## Consigne
Restituez toutes les lignes des entrées ci-dessous sous forme de tableau Markdown à deux colonnes, « Numéro » et « Ligne », sans les lignes vides. Laissez les images hors de la réponse.

## Lignes d'un jeu de données de segmentation
"""

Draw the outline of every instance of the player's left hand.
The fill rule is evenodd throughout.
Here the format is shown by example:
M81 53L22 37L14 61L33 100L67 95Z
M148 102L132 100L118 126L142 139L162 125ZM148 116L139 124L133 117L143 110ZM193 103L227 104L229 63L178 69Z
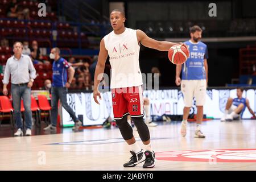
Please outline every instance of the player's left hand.
M185 46L185 47L187 47L187 49L188 49L188 55L189 55L189 49L188 48L188 46L187 46L186 44L185 44L184 43L183 43L183 42L179 42L179 43L178 43L177 44L180 44L180 45L181 45L181 46Z
M33 82L32 81L30 81L28 84L27 84L27 87L28 88L31 88L32 86L33 86Z
M93 98L94 100L94 102L100 105L100 102L98 101L98 99L97 97L98 96L100 100L101 100L101 93L98 90L98 89L95 89L93 90Z

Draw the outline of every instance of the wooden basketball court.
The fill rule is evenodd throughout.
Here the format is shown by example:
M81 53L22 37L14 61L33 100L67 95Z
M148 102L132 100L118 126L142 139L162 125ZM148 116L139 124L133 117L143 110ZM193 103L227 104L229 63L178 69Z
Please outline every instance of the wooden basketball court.
M193 137L194 122L188 125L184 138L180 135L180 122L159 123L157 127L150 127L157 159L152 169L143 169L142 164L123 167L131 155L118 129L113 127L84 129L77 133L68 128L60 134L1 138L0 170L256 169L255 120L204 122L202 131L205 139ZM1 128L0 131L3 130ZM35 132L33 130L32 134ZM134 130L134 134L138 138L137 131ZM141 142L139 143L142 144Z

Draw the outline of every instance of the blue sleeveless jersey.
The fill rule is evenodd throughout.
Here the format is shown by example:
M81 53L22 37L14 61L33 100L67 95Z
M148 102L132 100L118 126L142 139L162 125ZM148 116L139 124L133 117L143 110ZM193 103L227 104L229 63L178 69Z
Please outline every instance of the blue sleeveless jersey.
M60 57L54 61L52 64L52 86L64 87L67 82L68 75L67 69L69 65L64 58Z
M246 98L243 98L243 97L241 99L240 99L238 98L234 98L233 100L233 104L232 104L233 105L237 106L237 107L238 106L239 106L239 105L240 104L243 104L243 110L242 110L242 111L240 113L240 114L241 114L241 116L243 115L243 112L244 112L244 111L245 111L245 110L246 109L246 104L245 103L246 101Z
M184 42L189 49L189 56L182 64L182 80L206 79L204 59L208 59L207 46L201 42L196 44Z

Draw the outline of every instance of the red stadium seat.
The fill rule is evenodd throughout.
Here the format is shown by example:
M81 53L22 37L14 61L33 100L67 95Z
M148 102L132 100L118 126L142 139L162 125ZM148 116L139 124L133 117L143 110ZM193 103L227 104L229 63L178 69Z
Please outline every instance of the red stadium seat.
M10 114L11 127L14 129L14 109L11 105L11 102L7 96L0 96L0 113L2 114L2 118L4 113Z
M50 121L49 115L50 115L50 110L52 109L51 107L49 101L47 100L47 98L46 96L44 95L38 95L38 106L39 107L40 110L43 113L44 117L44 121L47 123L47 121L46 121L46 113L48 111L49 113L49 121ZM49 122L48 124L49 123Z

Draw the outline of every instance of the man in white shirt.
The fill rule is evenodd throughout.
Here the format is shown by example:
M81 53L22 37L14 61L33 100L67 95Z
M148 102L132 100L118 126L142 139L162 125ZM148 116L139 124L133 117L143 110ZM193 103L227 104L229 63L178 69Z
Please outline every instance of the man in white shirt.
M7 85L9 82L10 75L11 82L11 96L14 109L14 115L17 131L14 136L23 135L23 127L21 118L20 102L23 100L25 109L24 115L26 127L25 135L31 135L32 112L31 110L31 92L34 80L36 78L36 70L31 59L28 56L22 53L23 46L21 42L17 42L13 45L14 55L10 57L5 69L3 77L3 93L8 95Z

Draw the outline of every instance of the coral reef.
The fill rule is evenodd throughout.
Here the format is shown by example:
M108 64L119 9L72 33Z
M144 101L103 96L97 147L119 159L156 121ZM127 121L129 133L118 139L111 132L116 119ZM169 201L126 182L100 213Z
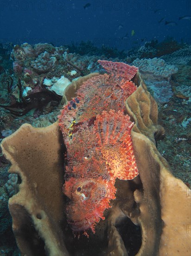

"""

## Réponse attendue
| Numéro | Ligne |
|---|---|
| 1 | Draw the outline of every instance of the player's left hand. |
| 2 | The fill rule is evenodd throughout. |
| 3 | Here the format is shown by example: |
| 4 | M81 53L22 37L14 61L33 100L67 95Z |
| 5 | M148 102L132 100L118 126L142 139L162 125ZM148 116L139 124L133 117L143 110ZM193 103L227 104L229 63L178 69Z |
| 6 | Please outline every instance of the player's left hand. |
| 7 | M185 46L185 47L187 47L187 49L188 49L188 55L189 55L189 49L188 48L188 46L187 46L186 44L185 44L184 43L183 43L183 42L179 42L179 43L178 43L177 44L180 44L180 45L181 45L181 46Z |
| 8 | M33 82L32 81L30 81L28 84L27 84L27 87L28 88L31 88L32 86L33 86Z |
| 9 | M93 98L94 100L94 102L100 105L100 102L98 101L98 99L97 97L98 96L100 100L101 100L101 93L98 90L98 89L95 89L93 90Z |
| 10 | Draw the outline of every instance of the wooden basketball court. |
| 11 | The fill rule is evenodd throughout. |
| 12 | Here the format is shown by example: |
| 13 | M81 53L22 37L14 61L33 100L67 95Z |
| 14 | M148 102L132 100L118 126L142 139L162 125ZM148 116L139 124L133 117L143 110ZM193 103L227 104L229 63L178 69Z |
| 15 | Please outline every instance of the wooden basketball court. |
| 16 | M193 137L194 122L188 125L184 138L180 135L180 122L159 123L157 127L150 127L157 159L152 169L143 169L142 164L123 167L131 155L118 129L113 127L84 129L77 133L68 128L60 134L1 138L0 170L256 169L255 120L204 122L202 131L205 139ZM1 128L0 131L3 130ZM35 132L33 130L32 134ZM134 130L134 134L138 138L137 131ZM141 142L139 143L142 144Z |
| 17 | Draw the outline of every instance of the blue sleeveless jersey. |
| 18 | The fill rule is evenodd throughout. |
| 19 | Here the format is shown by example: |
| 20 | M81 53L22 37L14 61L33 100L67 95Z |
| 21 | M148 102L132 100L118 126L142 139L162 125ZM148 116L139 124L133 117L143 110ZM193 103L227 104L229 63L178 69Z |
| 22 | Please outline every instance of the blue sleeveless jersey. |
| 23 | M60 57L54 61L52 64L52 86L64 87L67 82L68 75L67 69L69 65L64 58Z |
| 24 | M246 98L243 98L243 97L241 99L240 99L238 98L234 98L233 100L233 104L232 104L233 105L237 106L237 107L238 106L239 106L239 105L240 104L243 104L243 110L242 110L242 111L240 113L240 114L241 114L241 116L243 115L243 112L244 112L244 111L245 111L245 110L246 109L246 104L245 103L246 101Z |
| 25 | M184 42L189 49L189 56L182 64L182 80L206 79L204 59L208 59L207 46L201 42L196 44Z |
| 26 | Draw the outline of every instance of the red stadium seat. |
| 27 | The fill rule is evenodd throughout. |
| 28 | Here the format is shown by example: |
| 29 | M81 53L22 37L14 61L33 100L67 95Z |
| 30 | M148 102L132 100L118 126L142 139L162 125ZM148 116L139 124L133 117L143 110ZM193 103L227 104L229 63L178 69Z |
| 31 | Please outline every instance of the red stadium seat. |
| 32 | M10 114L11 127L14 129L14 109L11 105L11 102L7 96L0 96L0 113L2 114L2 118L4 113Z |
| 33 | M50 121L49 115L50 115L50 110L52 109L51 107L49 101L47 100L47 98L46 96L44 95L38 95L38 106L39 107L40 110L43 113L44 117L44 121L47 123L47 121L46 121L46 113L48 111L49 113L49 121ZM49 122L48 124L49 123Z |
| 34 | Draw the outline of every instance of the man in white shirt. |
| 35 | The fill rule is evenodd throughout. |
| 36 | Here the format is shown by example: |
| 37 | M81 53L22 37L14 61L33 100L67 95Z |
| 38 | M148 102L132 100L118 126L142 139L162 125ZM148 116L139 124L133 117L143 110ZM193 103L227 104L229 63L178 69Z |
| 39 | Please outline every instance of the man in white shirt. |
| 40 | M7 85L9 82L10 75L11 82L11 96L14 109L14 115L17 131L14 136L23 135L23 127L21 118L20 102L23 100L25 109L24 115L26 127L25 135L31 135L32 112L31 110L31 92L34 80L36 78L36 70L31 59L28 56L22 53L23 46L21 42L17 42L13 45L14 55L10 57L5 69L3 77L3 93L8 95Z |
| 41 | Draw the outline of every instance of the coral reef. |
| 42 | The fill rule is evenodd throughout. |
| 43 | Here the format is shown by example: |
| 44 | M108 64L119 9L72 33Z |
| 45 | M144 101L103 96L97 147L119 159L156 121ZM127 121L129 133L118 139L111 132L116 119ZM169 201L126 182L100 213Z |